▶ _Document segment_:

━━━

What is a Random Variable?

Let’s start by breaking it down:

So, a random variable is a quantity that can take on different values depending on the outcome of some random event.
  • Example 1: Coin Flip

Think about flipping a coin. When you flip a coin, there are two possible outcomes: heads or tails. We can’t predict exactly what will happen, but we know one of these two results will occur. Now, let’s introduce a random variable here: Let’s call the random variable X. We say that \(X = 1\) if the coin lands on heads, and \(X = 0\) if it lands on tails. X is the random variable because its value depends on the outcome of the coin flip, which is random.

Probability Density Function

So we mentioned normal distribution \(f(x)=\frac{1}{\sqrt{2\pi}\sigma}e^{-(x-\mu)^2/2\sigma^2}\) and standard normal distribution \(f(x)=\frac{1}{\sqrt{2\pi}}e^{-x^2/2}\) We can always transform a normal random variable \(X\) to a standard normal random variable Z by using the relationship \(z=\frac{x-\mu}{\sigma}\).

x <- seq(-4, 4, length=1000) 
y <- dnorm(x) 
plot(x, y,type="l",lwd=1) 
#add one point
xp <- 2
yp <- dnorm(xp)
points(xp, yp, col="red",pch=19)
text(xp, yp+0.03,labels=paste0("(",xp,", ",round(yp,3),")"))
polygon(c(seq(xp, 4,length=500),4, xp), c(0, dnorm( seq(xp, 4,length=500)), 0), col=rgb(0, 0, 1, 0.2), border=NA)

We can use a Z-table to find P(X >2), as illustrated above , which represents the area under the normal the normal curve to the right of 2.

How to use distribution table:

  • Look at the row for \(z=2.0\).
  • Find the column corresponding to \(z=.00\).
  • At the intersection of the row for \(z=2.0\) and the column for \(z=.00\), you will find the probability to the right side of the 2
  • The area in the right-hand tail of the distribution corresponds to the probability that greater than 2.

How about the the following area;

Now, I encourage you to ask yourself what the following area represents and how to find this probability in the table.

plot(x, y,type="l",lwd=1)   
polygon(c(-4,  seq(-4, xp, length=500), xp), c(0, dnorm( seq(-4, xp, length=500)), 0), col=rgb(0, 0, 1, 0.2), border=NA)

And the following area:

plot(x, y,type="l",lwd=1)

━━━

[Pointing records]
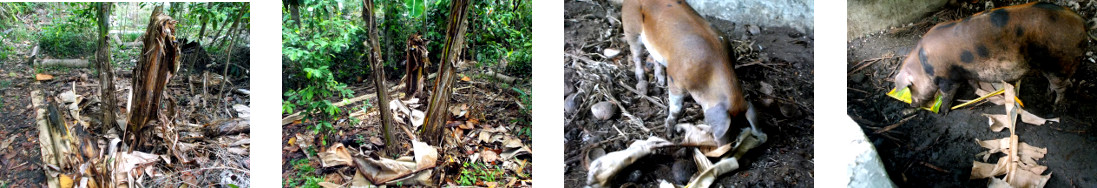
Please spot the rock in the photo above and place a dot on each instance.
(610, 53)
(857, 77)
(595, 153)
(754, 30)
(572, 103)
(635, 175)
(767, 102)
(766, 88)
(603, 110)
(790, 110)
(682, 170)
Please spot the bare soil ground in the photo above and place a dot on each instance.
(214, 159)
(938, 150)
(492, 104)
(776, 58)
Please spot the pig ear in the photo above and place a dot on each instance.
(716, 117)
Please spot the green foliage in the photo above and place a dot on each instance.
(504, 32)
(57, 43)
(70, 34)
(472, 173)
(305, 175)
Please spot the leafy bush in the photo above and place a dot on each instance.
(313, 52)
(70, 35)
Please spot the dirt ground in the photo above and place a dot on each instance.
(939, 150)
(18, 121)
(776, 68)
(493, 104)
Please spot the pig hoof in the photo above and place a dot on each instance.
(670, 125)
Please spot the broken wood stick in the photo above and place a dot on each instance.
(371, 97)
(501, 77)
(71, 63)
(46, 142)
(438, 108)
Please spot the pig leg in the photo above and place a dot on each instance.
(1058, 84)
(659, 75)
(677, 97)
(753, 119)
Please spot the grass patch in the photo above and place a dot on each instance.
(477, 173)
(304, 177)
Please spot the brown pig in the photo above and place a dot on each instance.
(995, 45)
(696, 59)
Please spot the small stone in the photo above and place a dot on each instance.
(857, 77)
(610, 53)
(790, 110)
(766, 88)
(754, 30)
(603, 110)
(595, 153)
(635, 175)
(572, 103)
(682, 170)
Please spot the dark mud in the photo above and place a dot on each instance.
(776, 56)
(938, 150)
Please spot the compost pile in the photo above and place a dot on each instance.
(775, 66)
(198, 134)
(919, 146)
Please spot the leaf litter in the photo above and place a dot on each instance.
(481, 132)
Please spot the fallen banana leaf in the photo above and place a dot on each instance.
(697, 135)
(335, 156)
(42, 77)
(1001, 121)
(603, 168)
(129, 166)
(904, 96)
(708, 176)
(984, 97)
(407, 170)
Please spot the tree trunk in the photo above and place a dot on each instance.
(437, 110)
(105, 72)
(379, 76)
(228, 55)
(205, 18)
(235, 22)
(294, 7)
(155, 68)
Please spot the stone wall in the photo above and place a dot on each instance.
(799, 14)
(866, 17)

━━━

▶ _Task instructions_:
**A.** Reproduce everything in the lesson on random variables from "Probability Density Function" down to "y <- dnorm(x)".
**B.** Render everything in the listing from the line containing "Please spot the green" down to the end of the listing as a Markdown table with the columns Row and Line. Give each line a row number and omit blank lines.

▶ _Solutions_:
**A.**
Probability Density Function

So we mentioned normal distribution \(f(x)=\frac{1}{\sqrt{2\pi}\sigma}e^{-(x-\mu)^2/2\sigma^2}\) and standard normal distribution \(f(x)=\frac{1}{\sqrt{2\pi}}e^{-x^2/2}\) We can always transform a normal random variable \(X\) to a standard normal random variable Z by using the relationship \(z=\frac{x-\mu}{\sigma}\).

x <- seq(-4, 4, length=1000) 
y <- dnorm(x)

**B.**
| Row | Line |
|---|---|
| 1 | Please spot the green foliage in the photo above and place a dot on each instance. |
| 2 | (504, 32) |
| 3 | (57, 43) |
| 4 | (70, 34) |
| 5 | (472, 173) |
| 6 | (305, 175) |
| 7 | Please spot the leafy bush in the photo above and place a dot on each instance. |
| 8 | (313, 52) |
| 9 | (70, 35) |
| 10 | Please spot the dirt ground in the photo above and place a dot on each instance. |
| 11 | (939, 150) |
| 12 | (18, 121) |
| 13 | (776, 68) |
| 14 | (493, 104) |
| 15 | Please spot the pig hoof in the photo above and place a dot on each instance. |
| 16 | (670, 125) |
| 17 | Please spot the broken wood stick in the photo above and place a dot on each instance. |
| 18 | (371, 97) |
| 19 | (501, 77) |
| 20 | (71, 63) |
| 21 | (46, 142) |
| 22 | (438, 108) |
| 23 | Please spot the pig leg in the photo above and place a dot on each instance. |
| 24 | (1058, 84) |
| 25 | (659, 75) |
| 26 | (677, 97) |
| 27 | (753, 119) |
| 28 | Please spot the grass patch in the photo above and place a dot on each instance. |
| 29 | (477, 173) |
| 30 | (304, 177) |
| 31 | Please spot the brown pig in the photo above and place a dot on each instance. |
| 32 | (995, 45) |
| 33 | (696, 59) |
| 34 | Please spot the small stone in the photo above and place a dot on each instance. |
| 35 | (857, 77) |
| 36 | (610, 53) |
| 37 | (790, 110) |
| 38 | (766, 88) |
| 39 | (754, 30) |
| 40 | (603, 110) |
| 41 | (595, 153) |
| 42 | (635, 175) |
| 43 | (572, 103) |
| 44 | (682, 170) |
| 45 | Please spot the dark mud in the photo above and place a dot on each instance. |
| 46 | (776, 56) |
| 47 | (938, 150) |
| 48 | Please spot the compost pile in the photo above and place a dot on each instance. |
| 49 | (775, 66) |
| 50 | (198, 134) |
| 51 | (919, 146) |
| 52 | Please spot the leaf litter in the photo above and place a dot on each instance. |
| 53 | (481, 132) |
| 54 | Please spot the fallen banana leaf in the photo above and place a dot on each instance. |
| 55 | (697, 135) |
| 56 | (335, 156) |
| 57 | (42, 77) |
| 58 | (1001, 121) |
| 59 | (603, 168) |
| 60 | (129, 166) |
| 61 | (904, 96) |
| 62 | (708, 176) |
| 63 | (984, 97) |
| 64 | (407, 170) |
| 65 | Please spot the tree trunk in the photo above and place a dot on each instance. |
| 66 | (437, 110) |
| 67 | (105, 72) |
| 68 | (379, 76) |
| 69 | (228, 55) |
| 70 | (205, 18) |
| 71 | (235, 22) |
| 72 | (294, 7) |
| 73 | (155, 68) |
| 74 | Please spot the stone wall in the photo above and place a dot on each instance. |
| 75 | (799, 14) |
| 76 | (866, 17) |